→ Work to be completed
State how many lines of the material below contain the string "banner", giving the number alone.

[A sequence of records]

* START *

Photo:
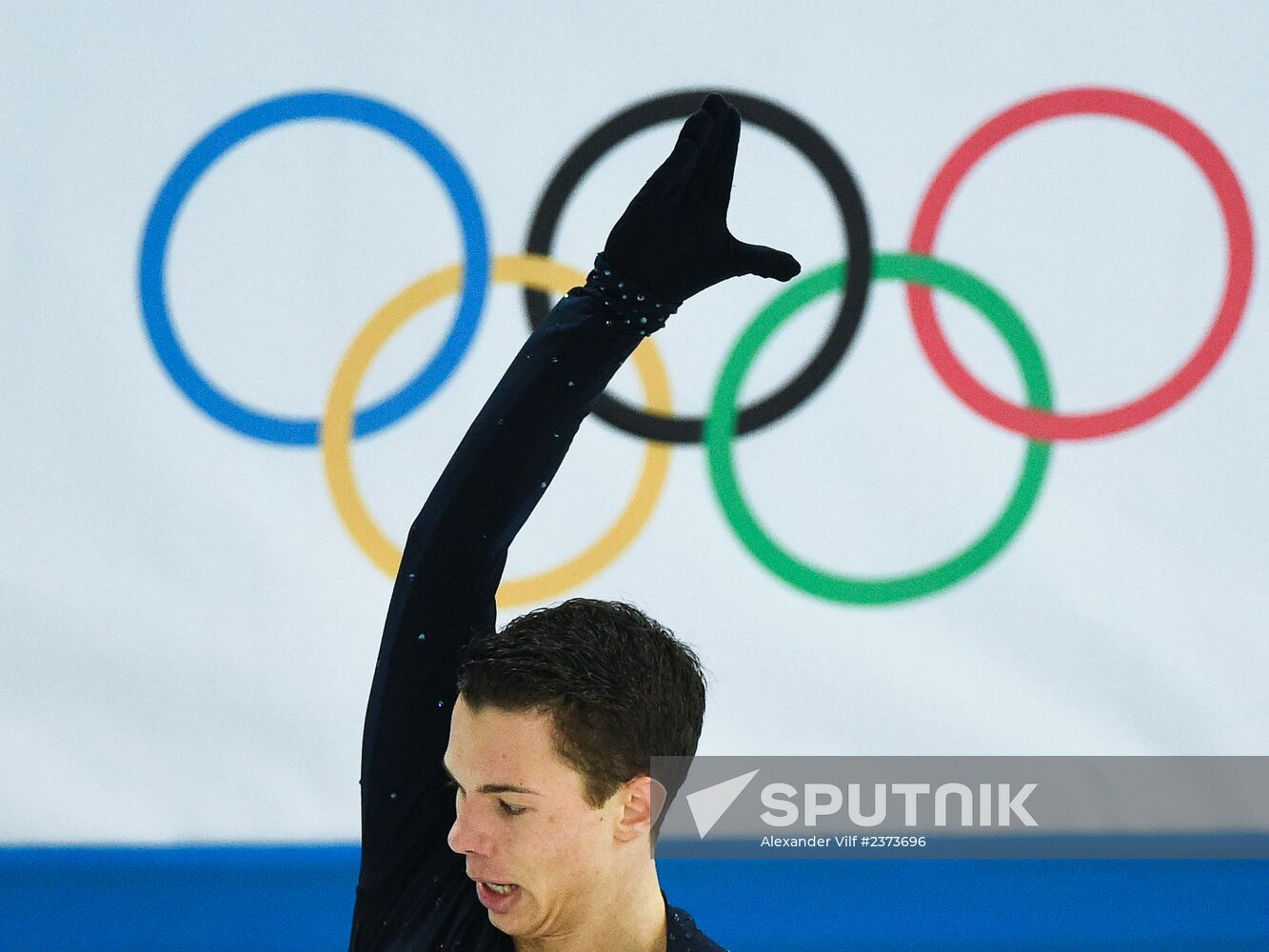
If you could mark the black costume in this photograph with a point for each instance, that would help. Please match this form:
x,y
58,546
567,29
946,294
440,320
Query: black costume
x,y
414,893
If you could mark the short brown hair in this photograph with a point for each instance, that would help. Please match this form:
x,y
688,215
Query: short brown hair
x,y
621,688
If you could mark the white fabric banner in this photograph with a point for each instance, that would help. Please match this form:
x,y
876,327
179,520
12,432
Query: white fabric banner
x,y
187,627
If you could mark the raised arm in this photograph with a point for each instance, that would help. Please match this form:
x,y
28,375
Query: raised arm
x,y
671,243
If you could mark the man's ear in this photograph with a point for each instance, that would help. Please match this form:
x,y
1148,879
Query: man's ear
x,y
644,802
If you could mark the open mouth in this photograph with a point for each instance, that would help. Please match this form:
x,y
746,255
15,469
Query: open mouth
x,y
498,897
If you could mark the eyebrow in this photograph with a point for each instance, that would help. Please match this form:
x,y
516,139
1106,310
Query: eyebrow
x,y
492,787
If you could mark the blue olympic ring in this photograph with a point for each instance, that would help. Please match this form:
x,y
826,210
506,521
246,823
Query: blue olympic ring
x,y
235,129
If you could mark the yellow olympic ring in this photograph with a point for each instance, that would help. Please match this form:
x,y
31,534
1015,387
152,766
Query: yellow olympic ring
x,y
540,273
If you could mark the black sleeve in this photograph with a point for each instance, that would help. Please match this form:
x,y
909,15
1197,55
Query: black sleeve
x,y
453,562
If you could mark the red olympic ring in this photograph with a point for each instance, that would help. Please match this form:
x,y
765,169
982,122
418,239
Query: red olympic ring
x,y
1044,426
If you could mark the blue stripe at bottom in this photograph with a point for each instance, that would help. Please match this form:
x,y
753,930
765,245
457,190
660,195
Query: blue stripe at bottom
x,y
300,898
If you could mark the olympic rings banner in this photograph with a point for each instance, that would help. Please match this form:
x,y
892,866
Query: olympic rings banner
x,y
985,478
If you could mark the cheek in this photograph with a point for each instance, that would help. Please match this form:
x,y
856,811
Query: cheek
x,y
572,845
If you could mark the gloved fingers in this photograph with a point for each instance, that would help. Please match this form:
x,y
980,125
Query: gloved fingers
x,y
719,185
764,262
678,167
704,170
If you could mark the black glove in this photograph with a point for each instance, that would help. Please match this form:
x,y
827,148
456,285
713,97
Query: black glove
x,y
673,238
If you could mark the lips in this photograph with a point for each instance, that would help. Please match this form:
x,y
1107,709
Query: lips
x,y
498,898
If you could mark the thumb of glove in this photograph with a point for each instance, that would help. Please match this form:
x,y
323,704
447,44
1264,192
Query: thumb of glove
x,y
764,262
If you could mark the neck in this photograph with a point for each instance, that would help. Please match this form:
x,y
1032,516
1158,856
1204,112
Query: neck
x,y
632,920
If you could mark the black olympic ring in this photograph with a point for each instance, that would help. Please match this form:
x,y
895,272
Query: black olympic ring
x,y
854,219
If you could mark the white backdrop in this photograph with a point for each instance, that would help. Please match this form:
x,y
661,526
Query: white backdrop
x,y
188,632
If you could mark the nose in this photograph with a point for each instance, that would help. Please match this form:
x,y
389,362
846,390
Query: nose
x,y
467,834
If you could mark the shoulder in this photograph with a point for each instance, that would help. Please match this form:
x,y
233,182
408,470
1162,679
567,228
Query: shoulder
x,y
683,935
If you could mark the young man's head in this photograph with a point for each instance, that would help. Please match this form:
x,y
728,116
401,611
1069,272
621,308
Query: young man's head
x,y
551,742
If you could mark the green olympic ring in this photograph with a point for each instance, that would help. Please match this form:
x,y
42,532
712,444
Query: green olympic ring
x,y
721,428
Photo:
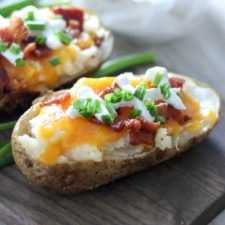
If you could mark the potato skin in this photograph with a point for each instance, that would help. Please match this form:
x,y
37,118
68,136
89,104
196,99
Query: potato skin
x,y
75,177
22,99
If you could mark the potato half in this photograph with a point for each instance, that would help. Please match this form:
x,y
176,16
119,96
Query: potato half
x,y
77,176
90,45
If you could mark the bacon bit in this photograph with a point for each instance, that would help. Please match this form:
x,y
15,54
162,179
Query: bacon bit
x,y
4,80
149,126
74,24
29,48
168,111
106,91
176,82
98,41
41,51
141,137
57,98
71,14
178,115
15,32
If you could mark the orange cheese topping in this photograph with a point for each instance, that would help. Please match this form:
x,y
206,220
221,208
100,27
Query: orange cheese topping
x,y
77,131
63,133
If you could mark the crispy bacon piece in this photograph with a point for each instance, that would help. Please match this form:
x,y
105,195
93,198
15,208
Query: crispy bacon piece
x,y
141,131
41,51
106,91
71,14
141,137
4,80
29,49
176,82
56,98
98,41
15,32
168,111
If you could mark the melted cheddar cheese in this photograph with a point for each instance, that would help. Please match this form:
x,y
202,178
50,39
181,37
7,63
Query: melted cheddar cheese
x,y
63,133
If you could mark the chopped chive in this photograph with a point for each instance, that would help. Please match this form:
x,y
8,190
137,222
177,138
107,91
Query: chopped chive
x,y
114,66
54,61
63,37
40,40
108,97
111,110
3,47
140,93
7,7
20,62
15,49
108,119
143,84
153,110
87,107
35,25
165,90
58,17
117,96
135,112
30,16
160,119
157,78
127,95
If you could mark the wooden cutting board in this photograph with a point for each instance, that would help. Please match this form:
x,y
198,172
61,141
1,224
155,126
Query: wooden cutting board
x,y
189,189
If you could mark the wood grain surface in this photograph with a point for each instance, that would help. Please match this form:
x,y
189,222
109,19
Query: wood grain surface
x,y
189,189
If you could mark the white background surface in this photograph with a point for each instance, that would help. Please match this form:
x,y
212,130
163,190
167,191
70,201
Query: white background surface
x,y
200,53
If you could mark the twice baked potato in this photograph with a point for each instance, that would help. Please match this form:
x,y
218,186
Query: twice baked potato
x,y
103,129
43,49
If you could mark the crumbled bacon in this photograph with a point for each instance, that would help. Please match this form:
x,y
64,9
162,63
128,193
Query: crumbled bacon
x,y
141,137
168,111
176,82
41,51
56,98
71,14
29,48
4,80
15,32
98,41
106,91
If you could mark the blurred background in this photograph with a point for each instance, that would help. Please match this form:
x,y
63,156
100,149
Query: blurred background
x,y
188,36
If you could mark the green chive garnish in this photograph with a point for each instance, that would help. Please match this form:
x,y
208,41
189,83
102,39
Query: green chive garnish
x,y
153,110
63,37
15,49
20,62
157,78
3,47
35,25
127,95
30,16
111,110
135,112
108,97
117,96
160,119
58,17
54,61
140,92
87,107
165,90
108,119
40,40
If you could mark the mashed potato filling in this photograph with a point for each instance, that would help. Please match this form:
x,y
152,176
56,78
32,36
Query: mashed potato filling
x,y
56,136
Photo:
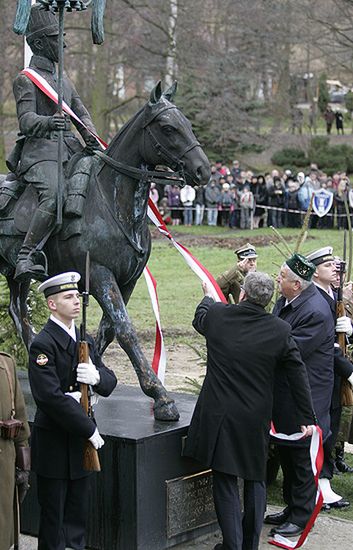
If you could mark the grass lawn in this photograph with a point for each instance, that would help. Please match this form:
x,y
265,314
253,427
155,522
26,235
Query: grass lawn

* END *
* START *

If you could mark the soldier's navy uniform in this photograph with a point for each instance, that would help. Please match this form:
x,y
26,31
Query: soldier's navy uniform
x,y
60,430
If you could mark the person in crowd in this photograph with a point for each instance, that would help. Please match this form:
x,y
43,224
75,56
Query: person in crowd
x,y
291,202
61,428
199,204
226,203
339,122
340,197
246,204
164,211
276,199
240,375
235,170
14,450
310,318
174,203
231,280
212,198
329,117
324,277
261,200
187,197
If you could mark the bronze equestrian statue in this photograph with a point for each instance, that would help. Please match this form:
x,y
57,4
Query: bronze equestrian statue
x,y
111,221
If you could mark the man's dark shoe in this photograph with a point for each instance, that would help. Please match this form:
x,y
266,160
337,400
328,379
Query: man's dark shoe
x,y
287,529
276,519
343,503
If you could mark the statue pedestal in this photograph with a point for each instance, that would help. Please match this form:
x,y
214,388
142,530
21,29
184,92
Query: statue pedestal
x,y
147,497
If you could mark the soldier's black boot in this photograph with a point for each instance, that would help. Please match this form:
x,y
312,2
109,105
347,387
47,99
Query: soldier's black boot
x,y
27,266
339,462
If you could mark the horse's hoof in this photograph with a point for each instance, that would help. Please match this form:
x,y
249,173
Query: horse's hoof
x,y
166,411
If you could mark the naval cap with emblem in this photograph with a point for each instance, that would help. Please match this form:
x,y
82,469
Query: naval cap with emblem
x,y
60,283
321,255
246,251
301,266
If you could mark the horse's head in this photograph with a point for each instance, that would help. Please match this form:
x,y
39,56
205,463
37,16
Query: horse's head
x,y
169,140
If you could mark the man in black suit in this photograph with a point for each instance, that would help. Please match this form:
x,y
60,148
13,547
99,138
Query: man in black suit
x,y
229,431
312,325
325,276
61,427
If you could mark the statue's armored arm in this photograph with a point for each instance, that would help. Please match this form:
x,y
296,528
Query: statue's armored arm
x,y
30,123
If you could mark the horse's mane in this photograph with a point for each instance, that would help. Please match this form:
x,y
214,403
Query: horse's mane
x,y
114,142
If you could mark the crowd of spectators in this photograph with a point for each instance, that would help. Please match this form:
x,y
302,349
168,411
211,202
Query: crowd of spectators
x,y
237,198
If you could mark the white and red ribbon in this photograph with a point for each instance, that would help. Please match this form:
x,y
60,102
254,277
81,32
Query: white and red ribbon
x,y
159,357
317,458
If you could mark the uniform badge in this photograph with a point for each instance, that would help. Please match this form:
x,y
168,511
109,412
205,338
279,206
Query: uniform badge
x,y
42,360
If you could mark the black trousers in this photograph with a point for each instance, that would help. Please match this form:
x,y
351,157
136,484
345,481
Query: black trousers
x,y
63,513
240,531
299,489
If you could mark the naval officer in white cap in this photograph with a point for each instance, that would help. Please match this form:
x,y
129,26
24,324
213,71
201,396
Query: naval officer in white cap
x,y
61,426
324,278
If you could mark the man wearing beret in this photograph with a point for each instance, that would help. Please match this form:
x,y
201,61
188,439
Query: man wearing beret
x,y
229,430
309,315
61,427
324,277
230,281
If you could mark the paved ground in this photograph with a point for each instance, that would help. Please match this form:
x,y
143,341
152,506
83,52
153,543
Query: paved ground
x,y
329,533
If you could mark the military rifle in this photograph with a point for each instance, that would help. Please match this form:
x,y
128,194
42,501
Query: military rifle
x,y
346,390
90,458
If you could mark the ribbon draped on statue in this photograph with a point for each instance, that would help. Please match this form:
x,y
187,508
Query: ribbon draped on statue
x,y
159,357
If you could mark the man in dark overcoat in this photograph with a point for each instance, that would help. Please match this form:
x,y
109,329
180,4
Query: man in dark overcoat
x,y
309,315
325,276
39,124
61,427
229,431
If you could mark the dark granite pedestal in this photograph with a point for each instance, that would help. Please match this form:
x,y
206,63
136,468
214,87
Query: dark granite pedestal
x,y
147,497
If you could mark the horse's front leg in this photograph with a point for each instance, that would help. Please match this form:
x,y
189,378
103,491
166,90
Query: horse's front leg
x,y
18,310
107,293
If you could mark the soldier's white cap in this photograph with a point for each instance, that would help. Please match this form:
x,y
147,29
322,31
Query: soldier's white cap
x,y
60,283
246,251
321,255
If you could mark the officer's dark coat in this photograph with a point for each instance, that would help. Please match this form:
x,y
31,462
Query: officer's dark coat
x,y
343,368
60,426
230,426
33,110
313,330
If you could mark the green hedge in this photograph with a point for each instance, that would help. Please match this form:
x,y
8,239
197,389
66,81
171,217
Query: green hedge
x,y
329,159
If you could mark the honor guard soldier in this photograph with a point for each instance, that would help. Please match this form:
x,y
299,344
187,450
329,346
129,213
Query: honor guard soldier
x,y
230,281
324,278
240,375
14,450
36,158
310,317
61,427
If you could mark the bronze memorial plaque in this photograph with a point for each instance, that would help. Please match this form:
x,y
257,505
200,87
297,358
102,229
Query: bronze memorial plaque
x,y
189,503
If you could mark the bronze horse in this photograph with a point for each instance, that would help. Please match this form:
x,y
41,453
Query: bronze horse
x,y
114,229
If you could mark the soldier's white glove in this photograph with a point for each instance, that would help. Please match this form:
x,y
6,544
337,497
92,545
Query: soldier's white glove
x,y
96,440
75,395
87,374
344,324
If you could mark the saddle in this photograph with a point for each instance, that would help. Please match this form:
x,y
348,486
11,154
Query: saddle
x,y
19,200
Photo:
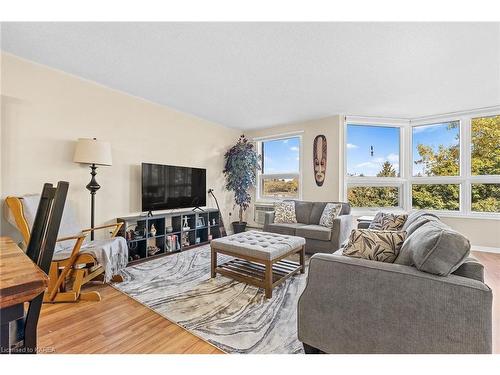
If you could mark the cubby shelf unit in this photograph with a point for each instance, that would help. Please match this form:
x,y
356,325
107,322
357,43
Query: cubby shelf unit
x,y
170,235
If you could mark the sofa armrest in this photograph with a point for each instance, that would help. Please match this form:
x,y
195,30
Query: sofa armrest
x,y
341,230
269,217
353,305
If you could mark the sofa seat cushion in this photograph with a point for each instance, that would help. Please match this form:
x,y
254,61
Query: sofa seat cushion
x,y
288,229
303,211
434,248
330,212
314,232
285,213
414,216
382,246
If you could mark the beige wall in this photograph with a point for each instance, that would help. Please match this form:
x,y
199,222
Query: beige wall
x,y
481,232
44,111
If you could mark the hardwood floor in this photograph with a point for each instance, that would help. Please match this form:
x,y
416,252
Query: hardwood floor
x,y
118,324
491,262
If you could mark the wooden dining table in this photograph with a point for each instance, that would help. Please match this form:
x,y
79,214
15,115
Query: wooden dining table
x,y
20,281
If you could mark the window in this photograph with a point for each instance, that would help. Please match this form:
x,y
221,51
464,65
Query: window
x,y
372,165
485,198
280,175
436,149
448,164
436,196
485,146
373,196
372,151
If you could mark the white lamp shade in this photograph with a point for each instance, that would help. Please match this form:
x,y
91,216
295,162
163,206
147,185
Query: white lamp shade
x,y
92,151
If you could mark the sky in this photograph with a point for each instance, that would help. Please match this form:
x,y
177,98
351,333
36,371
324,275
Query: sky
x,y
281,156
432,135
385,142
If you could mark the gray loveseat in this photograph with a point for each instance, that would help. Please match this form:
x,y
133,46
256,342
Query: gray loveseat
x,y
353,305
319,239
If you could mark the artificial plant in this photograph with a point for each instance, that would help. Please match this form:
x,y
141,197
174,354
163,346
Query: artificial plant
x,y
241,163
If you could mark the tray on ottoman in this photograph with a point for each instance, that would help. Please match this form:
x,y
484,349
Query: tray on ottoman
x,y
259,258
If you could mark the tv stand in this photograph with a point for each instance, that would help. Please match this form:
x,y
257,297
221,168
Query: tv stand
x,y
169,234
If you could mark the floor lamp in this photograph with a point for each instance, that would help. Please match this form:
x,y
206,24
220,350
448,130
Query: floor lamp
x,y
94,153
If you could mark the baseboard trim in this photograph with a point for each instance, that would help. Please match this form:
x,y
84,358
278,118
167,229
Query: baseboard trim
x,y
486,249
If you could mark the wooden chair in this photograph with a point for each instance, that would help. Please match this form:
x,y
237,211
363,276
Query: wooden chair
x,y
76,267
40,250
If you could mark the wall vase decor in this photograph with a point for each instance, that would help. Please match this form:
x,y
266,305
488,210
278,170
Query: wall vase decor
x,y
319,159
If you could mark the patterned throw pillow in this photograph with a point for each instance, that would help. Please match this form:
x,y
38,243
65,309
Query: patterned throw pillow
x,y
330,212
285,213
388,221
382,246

* END *
* START *

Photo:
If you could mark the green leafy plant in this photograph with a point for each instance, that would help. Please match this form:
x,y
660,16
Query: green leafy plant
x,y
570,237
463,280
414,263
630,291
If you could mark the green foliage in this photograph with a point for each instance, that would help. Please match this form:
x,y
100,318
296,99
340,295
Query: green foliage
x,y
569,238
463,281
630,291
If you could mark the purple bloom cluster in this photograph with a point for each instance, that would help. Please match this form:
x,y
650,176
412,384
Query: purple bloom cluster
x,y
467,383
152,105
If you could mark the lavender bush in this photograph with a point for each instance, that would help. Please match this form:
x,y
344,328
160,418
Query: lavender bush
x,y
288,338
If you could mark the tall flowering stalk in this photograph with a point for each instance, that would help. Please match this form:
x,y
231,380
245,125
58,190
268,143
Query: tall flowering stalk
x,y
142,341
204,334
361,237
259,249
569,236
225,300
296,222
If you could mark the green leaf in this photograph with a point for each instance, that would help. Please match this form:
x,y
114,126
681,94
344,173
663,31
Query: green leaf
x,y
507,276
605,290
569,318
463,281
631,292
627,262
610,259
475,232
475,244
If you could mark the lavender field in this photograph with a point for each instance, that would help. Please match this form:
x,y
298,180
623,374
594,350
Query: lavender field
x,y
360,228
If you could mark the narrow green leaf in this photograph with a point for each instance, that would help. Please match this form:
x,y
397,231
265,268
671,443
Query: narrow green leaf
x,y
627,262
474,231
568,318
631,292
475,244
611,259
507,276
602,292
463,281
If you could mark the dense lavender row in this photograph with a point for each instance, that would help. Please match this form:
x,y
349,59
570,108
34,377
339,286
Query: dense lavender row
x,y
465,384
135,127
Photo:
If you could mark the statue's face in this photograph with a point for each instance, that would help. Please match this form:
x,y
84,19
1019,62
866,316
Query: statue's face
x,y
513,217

* END *

→ Solved exercise
4